Source passage →
#####

DeepSeek-V4-Flash · MTP · W4A16-FP8 · Acti

MTP-enabled (Multi-Token Prediction) variant of pastapaul/DeepSeek-V4-Flash-W4A16-FP8, prepared by Acti for vLLM tensor-parallel deployment at TP=2 with self-speculative decoding turned on.

The base model is unchanged. We added back the DSV4 MTP head (which the original quantization stripped because HF transformers' DSV4 modeling code drops mtp.* keys at load time) so vLLM can run --speculative-config '{"method":"mtp","num_speculative_tokens":1}' and get a real wall-clock decode speedup.

✅ v2 release: real GPTQ quantization on the MTP routed experts (replaces the v1 RTN loader-format experiment). Calibrated with 256 ultrachat_200k prompts × 256 max_tokens captured from the running pasta-paul model, processed by a Frantar-style GPTQ pass with Cholesky H⁻¹. Per-expert mean: ~11k calibration tokens, min 430, max 175k. Manifest now declares is_final_quality_preserving: true.

#####

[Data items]
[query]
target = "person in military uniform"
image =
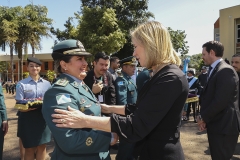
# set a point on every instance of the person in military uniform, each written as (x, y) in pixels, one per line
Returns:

#####

Study questions →
1/ Rewrite the model card from the words containing "DeepSeek-V4-Flash · MTP" through "wall-clock decode speedup.", swapping "vLLM" for "SGLang".
2/ Please carry on the DeepSeek-V4-Flash model card from the point where it stops.
None of these lines is needed for the work.

Written answers →
1/
DeepSeek-V4-Flash · MTP · W4A16-FP8 · Acti

MTP-enabled (Multi-Token Prediction) variant of pastapaul/DeepSeek-V4-Flash-W4A16-FP8, prepared by Acti for SGLang tensor-parallel deployment at TP=2 with self-speculative decoding turned on.

The base model is unchanged. We added back the DSV4 MTP head (which the original quantization stripped because HF transformers' DSV4 modeling code drops mtp.* keys at load time) so SGLang can run --speculative-config '{"method":"mtp","num_speculative_tokens":1}' and get a real wall-clock decode speedup.

2/
Results — single-stream decode TPS, greedy, vs no-MTP baseline

Hardware: 2× NVIDIA RTX PRO 6000 Blackwell Max-Q Workstation Edition (sm_120, 96 GB ea., no NVLink, NUMA NODE PCIe), driver 580.126.09, NCCL 2.28.9, jasl/vllm b158e5001 + cherry-picks + Acti's MTP-loader patches.

Profile	Decode TPS	TTFT	Δ vs base
Base (pasta-paul, no MTP), 524k	52.85	91 ms	0% (reference)
This model (v2 GPTQ), 524k	85.52	155 ms	+62% (1.62×)
This model (v2 GPTQ), 128k single-stream	~111	~310 ms	+110% (2.10×)

(v1 RTN release was 83.97 tok/s @ 524k; v2 GPTQ adds ~+2% on top of that. Most of the speedup over base comes from MTP self-speculation; the GPTQ vs RTN delta is the MTP draft acceptance-rate improvement from better expert weights.)

Concurrency profiles — real measurements

The single-stream numbers above are one point on a curve. Below are the multi-user concurrency results from a thread-pool sweep on the same hardware. Different --max-model-len profiles trade off context length against how many concurrent users you can serve.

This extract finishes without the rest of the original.